▶ _Referring expression data_
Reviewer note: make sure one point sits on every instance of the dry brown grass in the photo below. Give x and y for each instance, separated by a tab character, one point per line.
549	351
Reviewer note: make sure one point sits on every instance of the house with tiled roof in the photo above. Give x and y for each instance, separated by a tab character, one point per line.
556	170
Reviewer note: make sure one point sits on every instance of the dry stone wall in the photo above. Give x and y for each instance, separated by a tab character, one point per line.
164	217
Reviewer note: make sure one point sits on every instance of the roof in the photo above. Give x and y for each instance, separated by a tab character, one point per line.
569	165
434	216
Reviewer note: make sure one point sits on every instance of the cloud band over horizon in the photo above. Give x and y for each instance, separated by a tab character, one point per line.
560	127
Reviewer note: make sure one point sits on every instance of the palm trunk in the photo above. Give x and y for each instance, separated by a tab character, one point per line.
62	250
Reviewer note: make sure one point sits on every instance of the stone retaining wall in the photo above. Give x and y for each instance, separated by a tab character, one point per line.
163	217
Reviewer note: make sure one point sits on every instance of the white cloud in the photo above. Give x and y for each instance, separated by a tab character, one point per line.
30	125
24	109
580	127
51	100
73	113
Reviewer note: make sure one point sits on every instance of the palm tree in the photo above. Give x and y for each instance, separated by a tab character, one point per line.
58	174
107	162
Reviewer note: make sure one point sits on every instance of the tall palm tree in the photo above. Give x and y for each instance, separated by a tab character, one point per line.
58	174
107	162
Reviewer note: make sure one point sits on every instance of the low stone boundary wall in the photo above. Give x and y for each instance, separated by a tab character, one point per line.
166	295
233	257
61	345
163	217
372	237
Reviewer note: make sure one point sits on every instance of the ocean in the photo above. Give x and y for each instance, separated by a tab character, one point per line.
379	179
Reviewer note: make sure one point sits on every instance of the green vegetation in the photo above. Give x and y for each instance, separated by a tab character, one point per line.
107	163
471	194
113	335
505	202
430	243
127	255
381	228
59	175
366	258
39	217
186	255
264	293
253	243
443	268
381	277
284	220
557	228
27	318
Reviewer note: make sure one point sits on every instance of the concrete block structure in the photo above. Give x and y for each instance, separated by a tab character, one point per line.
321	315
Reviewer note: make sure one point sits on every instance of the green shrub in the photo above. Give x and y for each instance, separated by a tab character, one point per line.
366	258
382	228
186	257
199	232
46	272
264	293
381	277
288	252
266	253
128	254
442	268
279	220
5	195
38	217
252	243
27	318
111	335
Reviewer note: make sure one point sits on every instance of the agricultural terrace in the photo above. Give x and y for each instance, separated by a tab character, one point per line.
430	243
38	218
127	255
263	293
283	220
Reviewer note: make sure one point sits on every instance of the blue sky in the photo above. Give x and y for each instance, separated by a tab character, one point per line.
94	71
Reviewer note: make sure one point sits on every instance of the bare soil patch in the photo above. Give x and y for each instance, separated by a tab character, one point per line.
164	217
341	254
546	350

▶ _Problem to solve_
Reproduce all of the entries word for word. Omit nothing.

▶ _Your solution_
Reviewer note: make sure one point sits on every instance of the dry brown grass in the photo below. Give x and y for each instance, separated by a tab character, one point per line.
549	351
Reviewer note: make sure one point sits on every instance of the house with tiled roof in the photo above. Give x and y for each instance, separated by a tab character, one point per line.
556	170
Reviewer note: make sure one point sits on every instance of the dry stone wall in the photo above. Give x and y for each instance, separated by a tab character, one point per line.
164	217
Reviewer note: make sure one point sits on every instance of the roof in the photo above. Give x and y for each instance, separated by a tab character, one point per line.
569	165
434	216
Reviewer note: make sure one point sits on every instance of the cloud band over horizon in the photo above. Give x and y for each instance, separated by a tab character, one point per line.
560	127
Reviewer note: make sure one point sits on every instance of the palm trunk in the photo above. Give x and y for each instance, separated by a tab character, one point per line.
62	250
Reviewer note: make sure one point sits on every instance of the stone retaining wall in the photo above. Give x and y for each instance, separated by a tab character, one point per line.
163	217
Reviewer note: make sure one point sits on every instance of the white cloud in the photo above. Give x and y for each instance, separated by a tab character, one point per line.
30	125
24	109
580	127
51	100
73	113
Reviewer note: make sure one point sits on every instance of the palm tree in the photo above. Give x and y for each instance, separated by a tab character, one point per line.
58	174
107	162
Reviewer note: make sure one point sits on every instance of the tall palm tree in the photo above. Give x and y for each instance, separated by a tab character, one point per line.
58	174
107	162
Reviewer note: make sure one point sits on every instance of the low stone boundary wall in the photo above. Give x and y for each instance, separated by a tab character, one point per line.
166	295
233	257
61	345
163	217
372	237
Reviewer note: make sure one point sits on every instance of the ocean in the photo above. Give x and y for each instance, separated by a tab character, one point per line.
379	179
Reviewer note: make sure one point sits on every instance of the green vegetation in the photo above. Give x and y for each instance, separated by a tab character, one point per line.
107	163
471	194
113	335
505	202
430	243
127	255
381	228
59	175
366	258
39	217
186	255
264	293
253	243
443	268
381	277
284	220
557	228
27	318
Reviewer note: make sure one point sits on every instance of the concrete block structure in the photo above. Give x and y for each instance, separated by a tab character, one point per line.
321	315
Reviewer note: make sure one point sits on every instance of the green shrub in the photo above. Give x and y for each instance, separated by a tab character, one point per line.
366	258
382	228
186	257
199	232
46	272
264	293
381	277
288	252
266	253
128	254
442	268
279	220
5	195
38	217
252	243
27	318
111	335
Reviewer note: make sure one point sits on every instance of the agricultural terrace in the photo above. Give x and y for each instance, separated by a tab character, one point per line.
430	243
38	218
127	255
263	293
283	220
Reviewer note: make sure one point sits on every instance of the blue sky in the photo above. Give x and y for each instance, separated by a tab character, one point per line.
94	71
Reviewer note: make sure one point sits on every instance of the bare soil patch in the photo above. Give x and y for each instance, separated by a tab character, one point per line.
164	217
341	254
546	350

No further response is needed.